Kaynak belge
____________
Tablo 1 Türkiye'de Açıklanan, Algılanan ve Beklenen Tüketici Enflasyonu, %
Kaynak: TÜİK, TCMB / Not: Tablodaki algılanan enflasyon, ortalama değerleri yansıtıyor olmalı
Tablo 1'deki birinci sütunda TÜİK'in açıkladığı resmî TÜFE enflasyonu var. İkinci sütunda eğilim anketlerinde yer alan geçmiş 12 ayın algılanan tüketici enflasyon oranı görülüyor. 2022 Ekim ayına ilişkin değer, eğilim anketi verilerinden "enterpolasyon" ile elde edilmişir.
Üçüncü ve dördüncü sütunlarda TCMB'nin piyasa katılımcıları anketindeki beklenen enflasyonun ortalama ve ortanca değerleri görülüyor. Bunlar düzenli yayınlanan verilerdir.
Beşinci ve altıncı sütunlarda ise, TÜİK-TCMB eğilim anketinde yer alan gelecek 12 ay sonrası için beklenen yıllık enflasyon verileri bulunuyor. Vurgulamam gerekir; bu değerler TCMB'nin Enflasyon Raporu-2024I'de Kutu 3.3'deki şekillerden elde ettiğim yaklaşık değerlerdir. Bunlar önemli bilgilerdir, ancak maalesef yayınlanmadıkları için şekillerden ölçerek bulunmuşlardır.
Türkiye'de beklenen enflasyon ve TCMB faiz kararı
Şimdi tüketici enflasyon beklentileri ile ilgili değerlendirme yapıp en başta sorduğum soruya yanıt vermeye çalışayım.
____________
Satırlar
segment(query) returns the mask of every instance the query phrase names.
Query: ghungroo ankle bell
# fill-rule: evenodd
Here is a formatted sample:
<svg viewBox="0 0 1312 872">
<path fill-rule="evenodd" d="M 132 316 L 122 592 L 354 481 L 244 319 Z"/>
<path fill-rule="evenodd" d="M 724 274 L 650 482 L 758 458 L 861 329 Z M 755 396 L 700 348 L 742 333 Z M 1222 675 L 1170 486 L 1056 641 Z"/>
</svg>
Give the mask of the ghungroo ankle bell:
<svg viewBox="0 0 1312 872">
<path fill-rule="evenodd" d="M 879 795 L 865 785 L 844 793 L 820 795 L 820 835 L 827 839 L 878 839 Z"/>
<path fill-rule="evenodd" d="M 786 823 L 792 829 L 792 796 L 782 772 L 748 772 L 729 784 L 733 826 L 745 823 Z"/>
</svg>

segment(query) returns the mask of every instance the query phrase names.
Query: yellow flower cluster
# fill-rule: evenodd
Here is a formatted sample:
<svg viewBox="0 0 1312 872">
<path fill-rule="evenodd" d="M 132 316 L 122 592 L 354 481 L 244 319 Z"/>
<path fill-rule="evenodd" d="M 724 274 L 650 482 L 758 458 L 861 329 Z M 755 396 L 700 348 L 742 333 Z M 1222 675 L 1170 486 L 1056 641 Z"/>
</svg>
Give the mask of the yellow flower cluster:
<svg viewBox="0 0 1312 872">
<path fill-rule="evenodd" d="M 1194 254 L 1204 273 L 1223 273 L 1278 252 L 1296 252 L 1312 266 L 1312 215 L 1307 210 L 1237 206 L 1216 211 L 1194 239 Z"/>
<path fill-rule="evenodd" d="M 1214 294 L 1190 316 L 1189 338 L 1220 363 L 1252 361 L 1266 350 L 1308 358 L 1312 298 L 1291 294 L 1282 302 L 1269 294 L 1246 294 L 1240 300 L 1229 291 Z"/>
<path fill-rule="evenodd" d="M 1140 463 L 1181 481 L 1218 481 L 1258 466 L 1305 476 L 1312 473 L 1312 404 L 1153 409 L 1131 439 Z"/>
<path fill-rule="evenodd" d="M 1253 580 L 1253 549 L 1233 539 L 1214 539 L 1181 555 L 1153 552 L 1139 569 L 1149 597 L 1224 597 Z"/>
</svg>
____________
Yazılı talimat 1
Enflasyon tablosunu anlatan kaynak belgeye göre şu soruları yanıtlayın:
(a) Tablonun birinci sütununda hangi veri yer alıyor?
(b) Üçüncü ve dördüncü sütunlarda hangi ankete ait hangi değerler görülüyor?
(c) Beşinci ve altıncı sütunlardaki değerler nereden elde edilmiştir?
Yazılı talimat 2
Listede "fill" kelimesini içeren bütün satırları bulup olduğu gibi aktarın.
Kaynak belge ile liste birbirinden bağımsızdır.

Tam çözüm 1
(a) TÜİK'in açıkladığı resmî TÜFE enflasyonu.
(b) TCMB'nin piyasa katılımcıları anketindeki beklenen enflasyonun ortalama ve ortanca değerleri.
(c) TCMB'nin Enflasyon Raporu-2024I'de Kutu 3.3'teki şekillerden ölçülerek elde edilmiştir.

Tam çözüm 2
# fill-rule: evenodd
<path fill-rule="evenodd" d="M 132 316 L 122 592 L 354 481 L 244 319 Z"/>
<path fill-rule="evenodd" d="M 724 274 L 650 482 L 758 458 L 861 329 Z M 755 396 L 700 348 L 742 333 Z M 1222 675 L 1170 486 L 1056 641 Z"/>
<path fill-rule="evenodd" d="M 879 795 L 865 785 L 844 793 L 820 795 L 820 835 L 827 839 L 878 839 Z"/>
<path fill-rule="evenodd" d="M 786 823 L 792 829 L 792 796 L 782 772 L 748 772 L 729 784 L 733 826 L 745 823 Z"/>
# fill-rule: evenodd
<path fill-rule="evenodd" d="M 132 316 L 122 592 L 354 481 L 244 319 Z"/>
<path fill-rule="evenodd" d="M 724 274 L 650 482 L 758 458 L 861 329 Z M 755 396 L 700 348 L 742 333 Z M 1222 675 L 1170 486 L 1056 641 Z"/>
<path fill-rule="evenodd" d="M 1194 254 L 1204 273 L 1223 273 L 1278 252 L 1296 252 L 1312 266 L 1312 215 L 1307 210 L 1237 206 L 1216 211 L 1194 239 Z"/>
<path fill-rule="evenodd" d="M 1214 294 L 1190 316 L 1189 338 L 1220 363 L 1252 361 L 1266 350 L 1308 358 L 1312 298 L 1291 294 L 1282 302 L 1269 294 L 1246 294 L 1240 300 L 1229 291 Z"/>
<path fill-rule="evenodd" d="M 1140 463 L 1181 481 L 1218 481 L 1258 466 L 1305 476 L 1312 473 L 1312 404 L 1153 409 L 1131 439 Z"/>
<path fill-rule="evenodd" d="M 1253 580 L 1253 549 L 1233 539 L 1214 539 L 1181 555 L 1153 552 L 1139 569 L 1149 597 L 1224 597 Z"/>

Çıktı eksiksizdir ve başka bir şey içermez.